> PROBLEMS TO WORK ON
- A) From the excerpt on Netflix's price increases, list every percentage figure it gives, as each appears.
- B) Resume the excerpt on Netflix's price increases, picking up after its final sentence.

The last round of price increases triggered a mild slowdown in subscriber growth, but did not cause a stampede of price-sensitive clients going elsewhere. It's easy to miss the slowdown in this chart of paid domestic subscribers, even though the average monthly fee increased by 15% in 2016:
Price changes in the 10%-17% range may sound harsh, especially less than two years after the last round of pricing boosts. On the other hand, it's hard to get worked up about another dollar per month -- as long as Netflix keeps its award-winning content fresh.
And that's where the money will go. This pricing change should unlock at least $620 million of fresh top-line revenue per year without adding any additional costs. That would be enough to triple Netflix's annual earnings and reduce the company's free cash burn by 28%. There's still more to be done before Netflix can start reporting positive free cash flow, but it's a start. Assuming that American subscribers largely accept the new prices, this will be the start of a strongly positive boost to the company's top and bottom lines.
Rivals might steal some disgruntled customers
Of course, Netflix's streaming video rivals stand ready to accept any subscribers -- current or potential -- who won't make that adjustment. If this becomes a stampede of fleeing Netflix subscribers, chalk that up as a quick win for Amazon.com (NASDAQ: AMZN) and Hulu. These would-be challengers to Netflix's dominant market position can use any help they can get if they hope to stay healthy and relevant for the long run (I say that as an Amazon shareholder and Prime subscriber myself). The streaming video market is still a one-horse race in the U.S., Amazon's and Hulu's recent Emmy wins notwithstanding.
Wells Fargo analyst Ken Sena argues that it's even better news for Walt Disney (NYSE: DIS). The upcoming launch of Disney's own streaming services, based on Major League Baseball's BAMTech platform, could get an adrenaline shot from Netflix's higher prices. This works two ways, in Sena's view. First, the new Disney services could absorb some disgruntled ex-Netflix subscribers. Then, Disney should be able to follow Netflix's lead with future price boosts of its own, given a little more breathing room under the market leader's price ceiling.

> GIVEN INFORMATION
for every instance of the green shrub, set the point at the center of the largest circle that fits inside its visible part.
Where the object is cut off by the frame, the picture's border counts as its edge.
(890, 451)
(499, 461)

* * *

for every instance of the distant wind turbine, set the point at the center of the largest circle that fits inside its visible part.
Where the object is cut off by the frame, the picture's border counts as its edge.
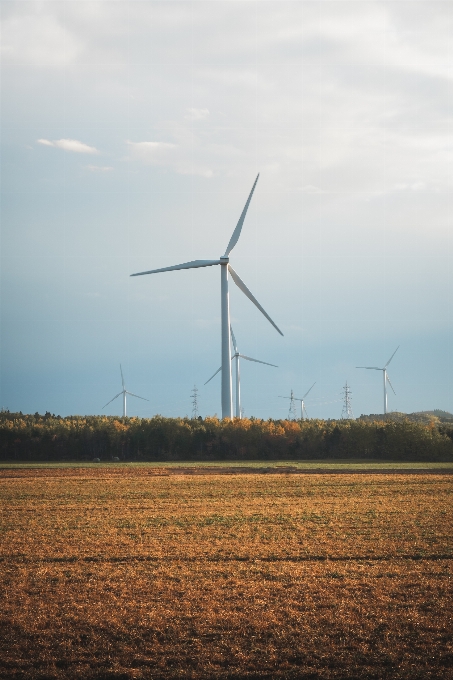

---

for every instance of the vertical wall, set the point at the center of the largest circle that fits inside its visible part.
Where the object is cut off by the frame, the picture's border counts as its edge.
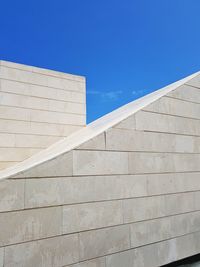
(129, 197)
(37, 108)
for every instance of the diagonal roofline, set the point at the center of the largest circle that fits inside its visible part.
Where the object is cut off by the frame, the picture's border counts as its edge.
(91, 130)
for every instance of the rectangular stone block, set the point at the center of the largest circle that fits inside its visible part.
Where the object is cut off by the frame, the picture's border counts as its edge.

> RESPONSES FOR EACH TASK
- A)
15%
10%-17%
28%

- B)
T-Mobile both loves and hates Netflix's higher prices
Then there's T-Mobile US (NASDAQ: TMUS), which recently promised to pay your Netflix bills as long as you subscribe to a qualifying family plan from the telecom. This one's a double-edged sword.
T-Mobile foots the bill for a two-screen Netflix plan, which falls under the price increase. So the mobile network absorbs up a slightly larger cost item for its customers here, which works out to $12 per year and participating subscriber. That's both a nice little selling point and a potentially significant little expense.
It's unclear exactly how many T-Mobile subscribers would qualify for this fully paid Netflix plan, and even less clear how many of these potential sign-ups are left unfinished. Coupons, discounts, and sales that require some action from customers who want to take advantage of them are often left untouched. So the total cost of this price increase will surely be far less than the theoretical maximum of $97 million per quarter or $388 million per year.
I hope the companies talked about this before setting up their single-payer partnership. Netflix must have been planning their move for months, and T-Mobile's Netflix policy is only four weeks old.
Time for content partners to celebrate
If there is one clear and obvious winner in Netflix's price increase, apart from the company itself, it would be the content production industry at large. In particular, there must be celebrations going on among common Netflix partners such as Lions Gate (NYSE: LGF-A) (NYSE: LGF-B) and DHX Media (NASDAQ: DHXM). Both of these companies are already producing several Netflix originals, and DHX Media only expects more Netflix orders as Disney moves away to its own streaming platform.
So when Netflix comes up with a larger production budget, that's great news for DHX Media and Lions Gate. It doesn't really matter to them whether Netflix is raising cash from stock offerings or debt papers, or even from larger revenue streams. The price increase falls under the header of organic revenue boosts, but either way, Netflix is doubling down on its content production plans and proving that it has the financial chops to get it done.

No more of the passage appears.